A couple who want to take their seriously-ill daughter to a specialist hospital in Italy are preparing for a High Court fight.

Doctors treating Tafida Raqeeb, who turned five on June 10, at the Royal London Hospital in Whitechapel say there is no chance of recovery.

Bosses at Barts Health NHS Trust, which runs the east London hospital, say stopping "life-sustaining treatment" is in the youngster's best interests.

Tafida's mother, solicitor Shelina Begum, and father Mohammed Raqeeb, a construction consultant, want to move her to Gaslini children's hospital in Genoa, Italy, and have organised funding for treatment.

The couple, from Newham, east London, say Gaslini is the Italian equivalent of Great Ormond Street Hospital in London and specialists there are willing to treat their daughter.

A judge is expected to make decisions about Tafida's future following a trial at the High Court in London this week.

Mr Justice MacDonald is due to start hearing evidence on Monday.

Solicitor Mathieu Culverhouse, from law firm Irwin Mitchell, who is working with Tafida's family, says there is no evidence that the youngster will be harmed if moved to Italy.

"The heartbroken family do not want to be caught in a situation where the State overrules the parents' good intentions to arrange treatment in a hospital of their choosing for their disabled daughter," he said.

"There is no evidence Tafida will be harmed during transit or abroad and her loving parents should have a legal right to elect to transfer their daughter to another hospital for private medical care."

**Exercise objective:** Resume the news report on Tafida Raqeeb's High Court case, starting right after its last sentence.

**Supplied material:**
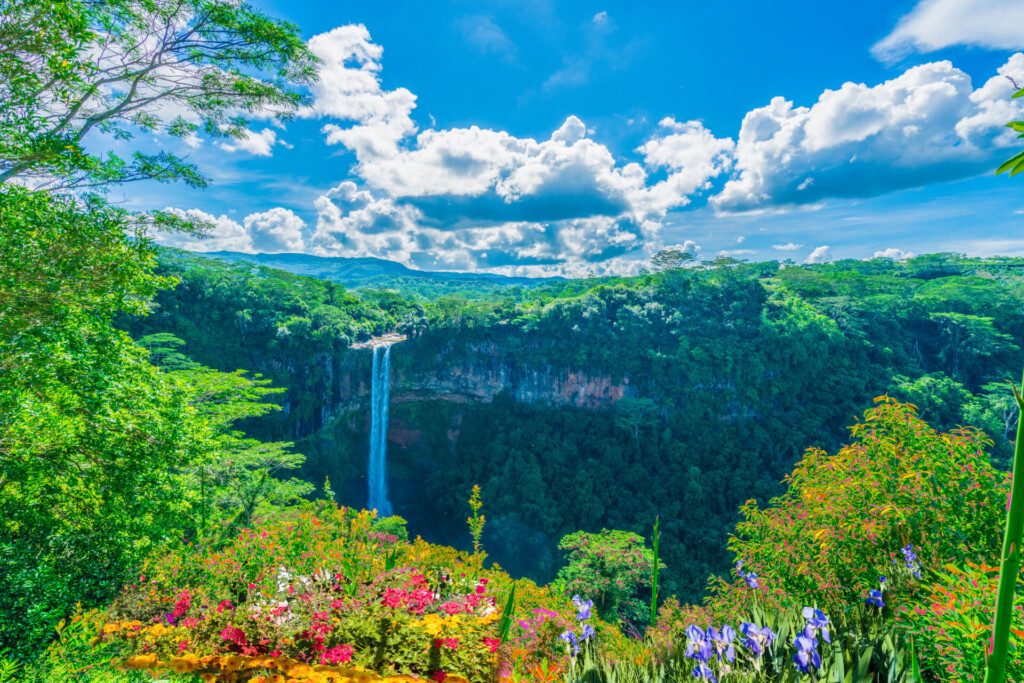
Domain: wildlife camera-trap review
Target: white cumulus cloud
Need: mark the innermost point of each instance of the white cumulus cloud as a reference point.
(927, 125)
(819, 255)
(894, 253)
(224, 233)
(275, 230)
(933, 25)
(269, 231)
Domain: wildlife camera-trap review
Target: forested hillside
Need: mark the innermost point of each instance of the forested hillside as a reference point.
(563, 402)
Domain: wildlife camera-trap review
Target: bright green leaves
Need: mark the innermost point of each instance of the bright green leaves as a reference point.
(1016, 163)
(217, 62)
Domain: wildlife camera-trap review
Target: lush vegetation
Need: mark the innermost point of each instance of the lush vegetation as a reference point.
(737, 368)
(159, 523)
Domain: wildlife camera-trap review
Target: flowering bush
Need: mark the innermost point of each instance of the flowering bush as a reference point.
(305, 594)
(848, 518)
(952, 626)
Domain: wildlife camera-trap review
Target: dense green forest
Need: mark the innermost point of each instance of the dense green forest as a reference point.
(728, 372)
(719, 470)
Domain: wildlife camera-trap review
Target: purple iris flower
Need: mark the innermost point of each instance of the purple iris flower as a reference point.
(910, 558)
(817, 620)
(807, 643)
(697, 644)
(757, 639)
(806, 659)
(570, 641)
(705, 672)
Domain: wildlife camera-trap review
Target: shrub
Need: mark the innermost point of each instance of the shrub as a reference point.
(846, 518)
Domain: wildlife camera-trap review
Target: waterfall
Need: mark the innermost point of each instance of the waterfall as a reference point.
(378, 430)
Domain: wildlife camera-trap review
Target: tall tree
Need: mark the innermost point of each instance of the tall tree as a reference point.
(173, 67)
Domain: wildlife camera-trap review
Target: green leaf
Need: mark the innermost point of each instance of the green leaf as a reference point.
(1010, 163)
(505, 623)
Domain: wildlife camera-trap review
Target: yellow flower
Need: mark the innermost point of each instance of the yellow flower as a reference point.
(184, 664)
(142, 662)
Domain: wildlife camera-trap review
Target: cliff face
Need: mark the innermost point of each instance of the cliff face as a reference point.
(480, 376)
(475, 374)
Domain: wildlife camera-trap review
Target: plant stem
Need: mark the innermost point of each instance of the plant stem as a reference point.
(655, 537)
(995, 672)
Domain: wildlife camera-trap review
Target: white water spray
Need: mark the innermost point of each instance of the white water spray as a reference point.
(379, 397)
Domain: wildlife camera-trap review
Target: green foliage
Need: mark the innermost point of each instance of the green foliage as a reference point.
(1010, 559)
(104, 455)
(610, 567)
(730, 373)
(320, 582)
(655, 539)
(210, 62)
(844, 517)
(1016, 163)
(476, 520)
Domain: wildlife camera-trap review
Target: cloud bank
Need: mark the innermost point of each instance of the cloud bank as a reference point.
(478, 199)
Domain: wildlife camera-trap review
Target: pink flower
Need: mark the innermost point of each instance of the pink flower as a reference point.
(393, 597)
(337, 654)
(182, 605)
(453, 607)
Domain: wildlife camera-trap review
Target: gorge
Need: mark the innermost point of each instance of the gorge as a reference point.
(560, 404)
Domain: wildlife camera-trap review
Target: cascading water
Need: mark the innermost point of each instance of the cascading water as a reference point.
(378, 430)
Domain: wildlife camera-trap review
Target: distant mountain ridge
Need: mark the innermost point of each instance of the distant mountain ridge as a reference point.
(373, 272)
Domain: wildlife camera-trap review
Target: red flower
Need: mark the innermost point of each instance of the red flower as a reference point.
(337, 654)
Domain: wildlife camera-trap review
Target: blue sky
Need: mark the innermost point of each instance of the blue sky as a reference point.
(537, 137)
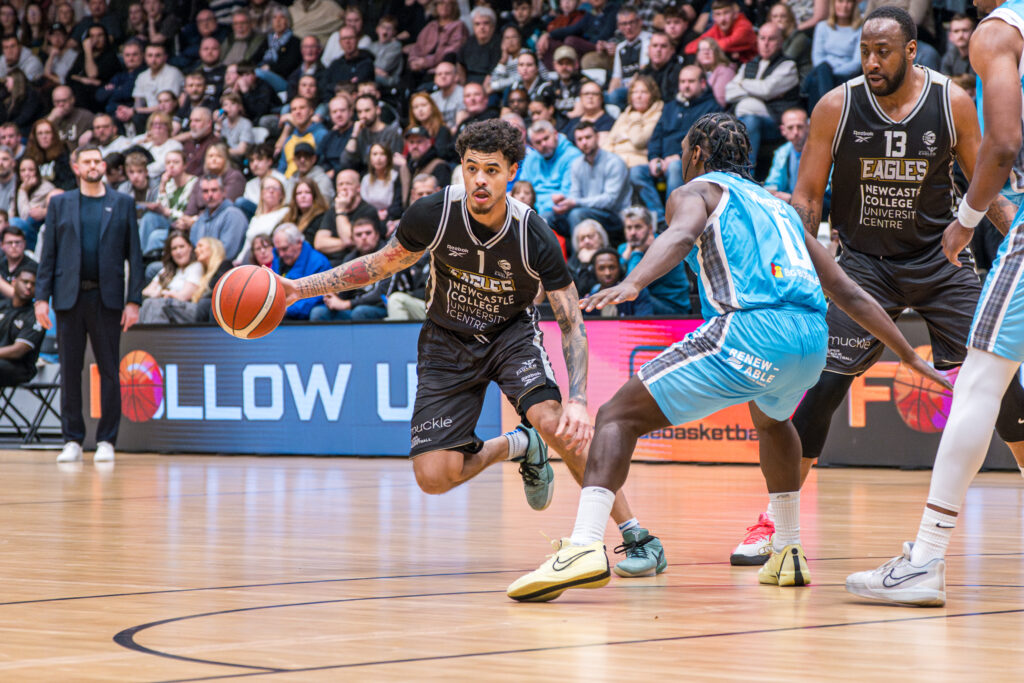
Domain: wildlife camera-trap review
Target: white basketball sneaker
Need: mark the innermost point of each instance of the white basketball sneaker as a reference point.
(901, 583)
(104, 453)
(72, 453)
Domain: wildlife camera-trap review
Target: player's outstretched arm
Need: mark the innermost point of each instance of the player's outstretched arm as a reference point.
(859, 305)
(687, 215)
(357, 272)
(816, 161)
(995, 50)
(574, 426)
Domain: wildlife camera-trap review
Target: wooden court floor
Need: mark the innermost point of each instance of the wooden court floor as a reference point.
(334, 569)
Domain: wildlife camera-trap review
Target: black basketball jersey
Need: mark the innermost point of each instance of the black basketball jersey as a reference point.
(481, 281)
(892, 182)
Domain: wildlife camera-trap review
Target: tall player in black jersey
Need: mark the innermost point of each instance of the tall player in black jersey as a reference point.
(488, 256)
(889, 139)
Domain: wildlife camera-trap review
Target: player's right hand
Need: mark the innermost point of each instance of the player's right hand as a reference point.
(624, 291)
(923, 368)
(954, 240)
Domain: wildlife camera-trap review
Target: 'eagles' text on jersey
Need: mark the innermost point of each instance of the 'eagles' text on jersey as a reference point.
(479, 280)
(896, 175)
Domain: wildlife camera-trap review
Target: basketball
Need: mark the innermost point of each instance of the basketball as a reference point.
(141, 386)
(248, 302)
(923, 404)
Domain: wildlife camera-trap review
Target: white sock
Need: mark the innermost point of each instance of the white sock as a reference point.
(633, 522)
(933, 537)
(785, 507)
(592, 517)
(518, 442)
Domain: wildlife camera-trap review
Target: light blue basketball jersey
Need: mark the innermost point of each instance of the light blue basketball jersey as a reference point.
(752, 253)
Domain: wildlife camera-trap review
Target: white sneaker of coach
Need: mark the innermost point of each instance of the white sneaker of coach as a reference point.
(104, 453)
(72, 453)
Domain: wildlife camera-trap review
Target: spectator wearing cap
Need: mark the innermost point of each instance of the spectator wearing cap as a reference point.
(731, 30)
(665, 65)
(599, 187)
(476, 108)
(61, 55)
(483, 49)
(566, 85)
(423, 159)
(446, 34)
(631, 54)
(16, 55)
(307, 169)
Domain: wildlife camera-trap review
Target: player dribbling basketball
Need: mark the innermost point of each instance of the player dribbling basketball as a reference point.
(489, 254)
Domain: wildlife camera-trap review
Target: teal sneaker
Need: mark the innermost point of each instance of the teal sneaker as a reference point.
(538, 477)
(644, 554)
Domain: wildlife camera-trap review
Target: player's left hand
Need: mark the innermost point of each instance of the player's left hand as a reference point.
(954, 240)
(923, 368)
(574, 428)
(624, 291)
(129, 316)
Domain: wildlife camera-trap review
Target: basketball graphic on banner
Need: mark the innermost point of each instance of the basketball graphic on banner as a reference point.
(922, 403)
(141, 386)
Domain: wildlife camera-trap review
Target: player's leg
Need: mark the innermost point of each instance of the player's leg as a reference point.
(918, 577)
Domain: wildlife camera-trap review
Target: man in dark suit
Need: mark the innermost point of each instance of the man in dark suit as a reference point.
(90, 232)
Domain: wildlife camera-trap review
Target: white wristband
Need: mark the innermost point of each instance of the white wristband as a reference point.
(967, 216)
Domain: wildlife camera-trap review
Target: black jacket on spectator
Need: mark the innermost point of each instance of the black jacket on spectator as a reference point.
(478, 59)
(260, 100)
(289, 57)
(786, 100)
(344, 70)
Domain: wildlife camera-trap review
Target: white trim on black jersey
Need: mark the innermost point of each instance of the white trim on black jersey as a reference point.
(922, 98)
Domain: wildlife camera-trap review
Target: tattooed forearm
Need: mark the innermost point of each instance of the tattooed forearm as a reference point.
(565, 305)
(1001, 214)
(358, 272)
(810, 213)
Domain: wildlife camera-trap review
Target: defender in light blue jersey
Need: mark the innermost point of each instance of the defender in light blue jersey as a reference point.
(763, 343)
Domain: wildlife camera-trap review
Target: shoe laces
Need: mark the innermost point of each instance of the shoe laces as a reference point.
(635, 549)
(530, 472)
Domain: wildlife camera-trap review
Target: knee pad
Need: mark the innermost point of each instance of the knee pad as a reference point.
(813, 416)
(1010, 423)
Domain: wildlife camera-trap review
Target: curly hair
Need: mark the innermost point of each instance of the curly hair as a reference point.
(725, 143)
(489, 136)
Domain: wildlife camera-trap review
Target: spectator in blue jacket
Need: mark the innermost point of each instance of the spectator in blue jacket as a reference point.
(294, 258)
(691, 101)
(548, 171)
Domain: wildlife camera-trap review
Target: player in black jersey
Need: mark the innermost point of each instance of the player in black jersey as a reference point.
(488, 256)
(889, 139)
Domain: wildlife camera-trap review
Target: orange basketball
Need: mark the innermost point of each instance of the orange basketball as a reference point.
(248, 302)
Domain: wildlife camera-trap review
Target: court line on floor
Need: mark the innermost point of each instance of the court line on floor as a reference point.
(126, 638)
(436, 574)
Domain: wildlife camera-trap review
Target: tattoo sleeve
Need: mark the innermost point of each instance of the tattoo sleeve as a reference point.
(358, 272)
(1001, 214)
(565, 305)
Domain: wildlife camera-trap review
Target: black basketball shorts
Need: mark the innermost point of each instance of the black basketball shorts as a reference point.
(454, 373)
(942, 294)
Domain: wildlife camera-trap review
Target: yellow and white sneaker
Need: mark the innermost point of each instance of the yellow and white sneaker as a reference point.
(785, 567)
(570, 566)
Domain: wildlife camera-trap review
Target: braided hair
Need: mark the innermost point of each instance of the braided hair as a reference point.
(723, 139)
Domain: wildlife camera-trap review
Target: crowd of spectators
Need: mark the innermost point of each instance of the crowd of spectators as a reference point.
(295, 134)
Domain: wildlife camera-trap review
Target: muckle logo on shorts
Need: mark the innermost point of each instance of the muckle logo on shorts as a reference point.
(141, 386)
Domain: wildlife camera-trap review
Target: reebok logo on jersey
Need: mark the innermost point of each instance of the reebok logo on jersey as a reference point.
(892, 581)
(558, 564)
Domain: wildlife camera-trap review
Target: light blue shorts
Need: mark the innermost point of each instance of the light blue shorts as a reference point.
(768, 355)
(998, 319)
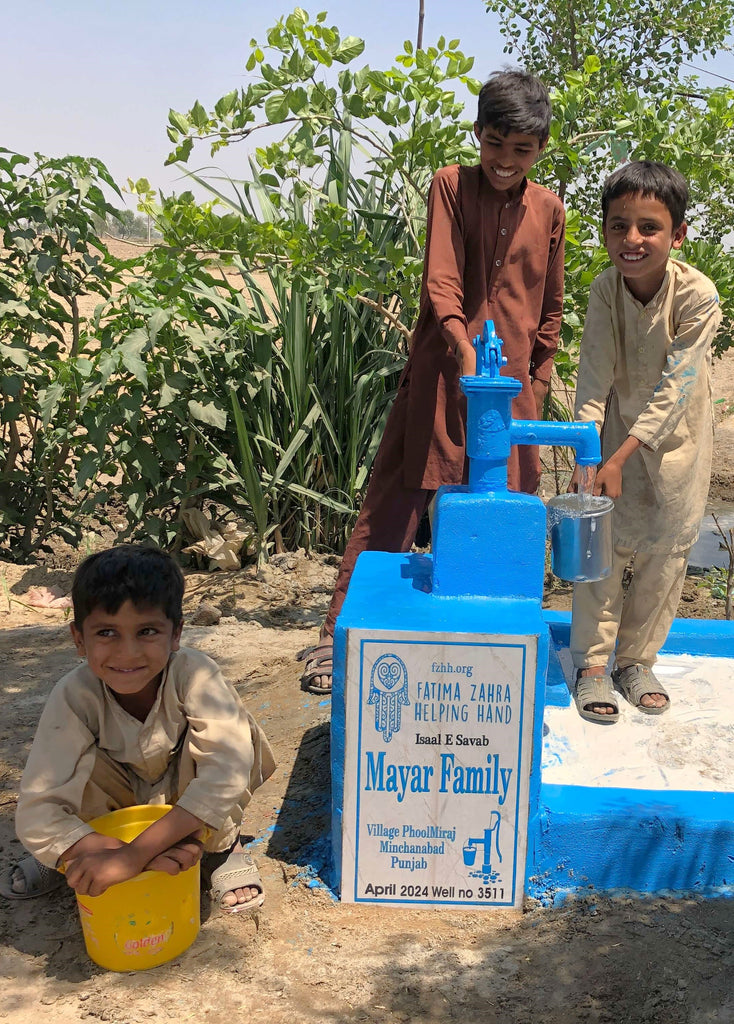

**Response to the exercise:**
Barrister Katie Gollop QC, who is leading Barts Health NHS Trust's legal team, told Mr Justice MacDonald at a preliminary hearing last week that Tafida has "very serious, permanent and irreversible damage to her brain".

She said the youngster has been in the Royal London's paediatric intensive care unit for more than four months.

"Since around mid-July, (Tafida's) parents and doctors have not been able to reach agreement about whether her treatment should continue," she said.

"Given the lack of agreement, the trust applied to the Family Division of the High Court for a determination of Tafida's best interests."

She added: "In July, the Gaslini hospital in Italy offered to provide continuing treatment starting immediately.

"Tafida's parents, who wish to move her there, have secured private funding to pay for treatment in Italy."

She said doctors' views on whether treatment should continue had nothing to do with money.